EXERCISE MATERIAL start

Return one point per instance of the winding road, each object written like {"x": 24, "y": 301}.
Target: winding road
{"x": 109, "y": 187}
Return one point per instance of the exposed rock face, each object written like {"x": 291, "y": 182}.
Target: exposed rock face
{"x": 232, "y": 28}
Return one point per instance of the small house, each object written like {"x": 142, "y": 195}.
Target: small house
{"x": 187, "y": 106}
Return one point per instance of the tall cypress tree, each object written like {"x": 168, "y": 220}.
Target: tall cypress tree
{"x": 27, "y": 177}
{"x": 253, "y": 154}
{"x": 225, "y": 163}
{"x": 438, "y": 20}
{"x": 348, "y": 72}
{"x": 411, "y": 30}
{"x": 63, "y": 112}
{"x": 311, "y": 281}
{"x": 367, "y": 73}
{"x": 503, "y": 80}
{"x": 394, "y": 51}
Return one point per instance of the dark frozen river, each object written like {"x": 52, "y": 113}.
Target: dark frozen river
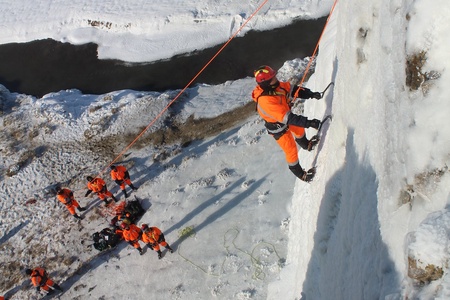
{"x": 39, "y": 67}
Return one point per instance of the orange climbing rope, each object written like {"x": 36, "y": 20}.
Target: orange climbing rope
{"x": 184, "y": 89}
{"x": 315, "y": 50}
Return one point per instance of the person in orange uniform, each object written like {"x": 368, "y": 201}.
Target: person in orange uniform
{"x": 121, "y": 176}
{"x": 273, "y": 100}
{"x": 41, "y": 281}
{"x": 153, "y": 237}
{"x": 132, "y": 234}
{"x": 65, "y": 196}
{"x": 98, "y": 186}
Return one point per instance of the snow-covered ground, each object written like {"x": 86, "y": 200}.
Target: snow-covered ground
{"x": 241, "y": 225}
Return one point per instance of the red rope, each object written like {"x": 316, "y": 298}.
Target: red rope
{"x": 315, "y": 50}
{"x": 184, "y": 89}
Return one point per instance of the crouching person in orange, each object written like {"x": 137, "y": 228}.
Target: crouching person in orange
{"x": 273, "y": 103}
{"x": 41, "y": 281}
{"x": 98, "y": 186}
{"x": 65, "y": 196}
{"x": 153, "y": 237}
{"x": 121, "y": 176}
{"x": 132, "y": 234}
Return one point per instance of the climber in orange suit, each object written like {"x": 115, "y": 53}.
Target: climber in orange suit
{"x": 98, "y": 186}
{"x": 41, "y": 281}
{"x": 65, "y": 196}
{"x": 273, "y": 100}
{"x": 132, "y": 234}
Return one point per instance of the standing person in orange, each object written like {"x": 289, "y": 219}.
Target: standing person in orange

EXERCISE MATERIAL end

* [SHORT TASK]:
Copy all the entries word for word. Omit any pictures.

* [TASK RESPONSE]:
Return one point per instance of the winding road, each object written like {"x": 24, "y": 301}.
Target: winding road
{"x": 109, "y": 187}
Return one point per instance of the exposed rock face, each object written like {"x": 291, "y": 182}.
Target: exposed rock face
{"x": 232, "y": 28}
Return one point per instance of the small house, each object written like {"x": 142, "y": 195}.
Target: small house
{"x": 187, "y": 106}
Return one point per instance of the tall cypress tree, each object written like {"x": 168, "y": 220}.
Target: tall cypress tree
{"x": 27, "y": 177}
{"x": 253, "y": 154}
{"x": 225, "y": 163}
{"x": 438, "y": 20}
{"x": 348, "y": 72}
{"x": 411, "y": 30}
{"x": 63, "y": 112}
{"x": 311, "y": 281}
{"x": 367, "y": 73}
{"x": 503, "y": 80}
{"x": 394, "y": 51}
Return one point per instance of the dark frozen river, each object written like {"x": 52, "y": 113}.
Target: dark frozen river
{"x": 39, "y": 67}
Return one point per instance of the orange climbing rope, each object written like {"x": 36, "y": 20}.
Target: orange climbing rope
{"x": 184, "y": 89}
{"x": 315, "y": 50}
Return one point per instance of the person in orange uniform, each object written like {"x": 368, "y": 201}.
Target: person in orange uniform
{"x": 121, "y": 176}
{"x": 273, "y": 100}
{"x": 41, "y": 281}
{"x": 153, "y": 237}
{"x": 132, "y": 234}
{"x": 65, "y": 196}
{"x": 98, "y": 186}
Return one point per instance of the snow-covered ground, each object written like {"x": 86, "y": 200}.
Target: snow-covered ground
{"x": 241, "y": 225}
Return one point per instance of the red rope, each object written like {"x": 316, "y": 298}.
Target: red rope
{"x": 315, "y": 50}
{"x": 184, "y": 89}
Return one point per instance of the crouching person in orange, each object written like {"x": 137, "y": 228}.
Target: crouching person in orange
{"x": 273, "y": 103}
{"x": 41, "y": 281}
{"x": 98, "y": 186}
{"x": 65, "y": 196}
{"x": 153, "y": 237}
{"x": 121, "y": 176}
{"x": 132, "y": 234}
Return one point per instance of the climber in orange suit, each object written like {"x": 115, "y": 53}.
Target: climber in orange suit
{"x": 98, "y": 186}
{"x": 41, "y": 281}
{"x": 65, "y": 196}
{"x": 273, "y": 100}
{"x": 132, "y": 234}
Return one point per instance of the standing person in orange, each object written like {"x": 289, "y": 219}.
Target: standing person in orange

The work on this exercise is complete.